Stated task | Write the next part of the pasta forum thread below, picking up right after its last line.

Selection |
# How about some Pasta?



## Ruthanne (Jun 17, 2016)

I love pasta dishes.  Eaten in moderation they can be hearty meals.


----------



## Ruthanne (Jun 17, 2016)

Here are some pasta recipes you might enjoy:

http://www.foodnetwork.com/topics/pasta.html


----------



## Bobw235 (Jun 17, 2016)

I love pasta and make a mean lasagna.  We probably have pasta as a side dish about once a week these days.  Last served it with some chicken parmesan I made.


----------



## Ruthanne (Jun 17, 2016)

Bobw235 said:


> I love pasta and make a mean lasagna.  We probably have pasta as a side dish about once a week these days.  Last served it with some chicken parmesan I made.


Sounds yummy Bob.  I usually buy a frozen pasta dish because the portion is smaller than I normally would eat.


----------



## Bobw235 (Jun 17, 2016)

Material provided |
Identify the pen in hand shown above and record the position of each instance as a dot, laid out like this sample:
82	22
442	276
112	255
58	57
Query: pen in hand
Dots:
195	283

Response to the exercise |
Ruthanne said:


> Sounds yummy Bob.  I usually buy a frozen pasta dish because the portion is smaller than I normally would eat.



After I make something like a lasagna or a baked ziti dish, we'll cut it up into portions, wrap it well and then freeze it.  Keeps very well and makes a nice quick meal on nights when I don't feel like cooking.


----------



## Ruthanne (Jun 17, 2016)

Bobw235 said:


> After I make something like a lasagna or a baked ziti dish, we'll cut it up into portions, wrap it well and then freeze it.  Keeps very well and makes a nice quick meal on nights when I don't feel like cooking.


That's a very good idea.  If I could do that without wolfing it down before it hit the freezer I would. lol.  Maybe I will try with some will power.  lol


----------



## Ruthanne (Jun 17, 2016)

Here are some more pasta recipes:

http://www.myrecipes.com/pasta-recipes


----------



## Lon (Jun 17, 2016)

I love all kinds of Pasta but only eat DREAMFIELDS cause it's healthier.


----------



## Ruthanne (Jun 17, 2016)

Lon said:


> I love all kinds of Pasta but only eat DREAMFIELDS cause it's healthier.


I haven't seen that yet.


----------



## SeaBreeze (Jun 17, 2016)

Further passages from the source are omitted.